- DATA LISTING:

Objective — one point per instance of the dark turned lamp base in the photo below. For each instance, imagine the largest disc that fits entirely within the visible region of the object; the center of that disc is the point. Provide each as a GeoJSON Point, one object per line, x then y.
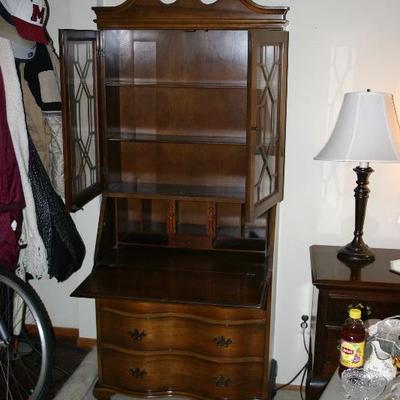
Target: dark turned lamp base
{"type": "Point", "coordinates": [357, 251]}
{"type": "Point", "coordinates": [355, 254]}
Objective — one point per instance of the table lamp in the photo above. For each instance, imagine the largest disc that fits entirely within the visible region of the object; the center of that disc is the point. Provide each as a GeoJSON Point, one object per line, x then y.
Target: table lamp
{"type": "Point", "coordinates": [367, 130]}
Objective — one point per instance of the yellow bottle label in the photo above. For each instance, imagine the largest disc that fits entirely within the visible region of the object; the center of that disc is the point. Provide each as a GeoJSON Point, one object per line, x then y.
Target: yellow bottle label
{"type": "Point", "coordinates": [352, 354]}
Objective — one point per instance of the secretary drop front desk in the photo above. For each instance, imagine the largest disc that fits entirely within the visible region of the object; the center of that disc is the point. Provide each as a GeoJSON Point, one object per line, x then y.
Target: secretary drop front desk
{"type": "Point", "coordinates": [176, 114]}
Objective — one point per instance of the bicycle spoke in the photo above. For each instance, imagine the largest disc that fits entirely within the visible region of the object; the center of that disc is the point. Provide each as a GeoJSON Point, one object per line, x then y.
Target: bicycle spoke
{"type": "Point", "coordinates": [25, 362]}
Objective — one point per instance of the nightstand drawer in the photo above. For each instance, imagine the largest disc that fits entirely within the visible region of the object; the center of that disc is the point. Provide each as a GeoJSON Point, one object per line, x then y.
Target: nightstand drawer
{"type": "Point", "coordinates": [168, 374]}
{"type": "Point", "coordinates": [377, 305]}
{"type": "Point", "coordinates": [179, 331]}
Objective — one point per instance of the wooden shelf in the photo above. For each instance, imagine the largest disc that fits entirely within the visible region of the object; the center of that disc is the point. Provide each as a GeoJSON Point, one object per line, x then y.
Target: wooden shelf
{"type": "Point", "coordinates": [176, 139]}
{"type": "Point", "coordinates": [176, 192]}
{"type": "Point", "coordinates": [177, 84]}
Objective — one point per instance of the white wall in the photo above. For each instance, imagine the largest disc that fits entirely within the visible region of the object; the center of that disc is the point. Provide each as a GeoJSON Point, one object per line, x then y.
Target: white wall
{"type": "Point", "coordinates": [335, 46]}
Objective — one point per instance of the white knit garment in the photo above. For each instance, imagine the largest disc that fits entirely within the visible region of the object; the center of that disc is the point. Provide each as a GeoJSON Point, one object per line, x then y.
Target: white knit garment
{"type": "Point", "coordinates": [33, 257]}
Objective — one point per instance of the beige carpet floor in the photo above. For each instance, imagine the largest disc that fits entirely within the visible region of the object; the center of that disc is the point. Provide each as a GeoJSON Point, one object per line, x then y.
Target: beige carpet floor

==

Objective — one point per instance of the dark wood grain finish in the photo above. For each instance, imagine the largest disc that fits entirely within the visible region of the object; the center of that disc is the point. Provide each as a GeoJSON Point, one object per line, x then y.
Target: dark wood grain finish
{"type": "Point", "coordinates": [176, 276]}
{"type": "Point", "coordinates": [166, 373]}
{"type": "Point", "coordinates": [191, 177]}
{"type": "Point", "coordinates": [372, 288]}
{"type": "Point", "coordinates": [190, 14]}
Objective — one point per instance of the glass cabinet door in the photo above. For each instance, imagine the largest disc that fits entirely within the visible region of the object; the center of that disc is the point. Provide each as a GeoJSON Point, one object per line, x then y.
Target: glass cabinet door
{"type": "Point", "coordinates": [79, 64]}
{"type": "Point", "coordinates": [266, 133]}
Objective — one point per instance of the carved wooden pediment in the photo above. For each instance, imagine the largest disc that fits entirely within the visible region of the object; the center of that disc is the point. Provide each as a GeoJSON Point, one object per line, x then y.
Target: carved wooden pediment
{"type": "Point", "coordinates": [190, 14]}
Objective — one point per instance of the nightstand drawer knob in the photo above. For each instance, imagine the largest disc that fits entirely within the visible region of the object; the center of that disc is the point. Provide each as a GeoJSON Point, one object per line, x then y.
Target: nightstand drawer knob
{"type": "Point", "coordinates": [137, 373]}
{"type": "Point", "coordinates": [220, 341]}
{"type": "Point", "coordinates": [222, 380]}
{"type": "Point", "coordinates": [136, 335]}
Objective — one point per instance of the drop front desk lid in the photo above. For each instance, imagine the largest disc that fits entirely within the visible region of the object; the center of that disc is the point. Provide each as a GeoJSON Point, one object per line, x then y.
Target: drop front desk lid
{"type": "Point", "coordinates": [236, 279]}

- WHAT THE TASK ASKS: Pick out each line of the records above that contains the word "table" and copy those lines.

- ANSWER TO THE PROBLEM:
Objective — one point per instance of the table lamp in the photo above. For each instance, imagine the largest disc that fits entirely within the visible region of the object; the center of that disc is the point. Provide each as a GeoJSON Point, one object per line, x then y.
Target: table lamp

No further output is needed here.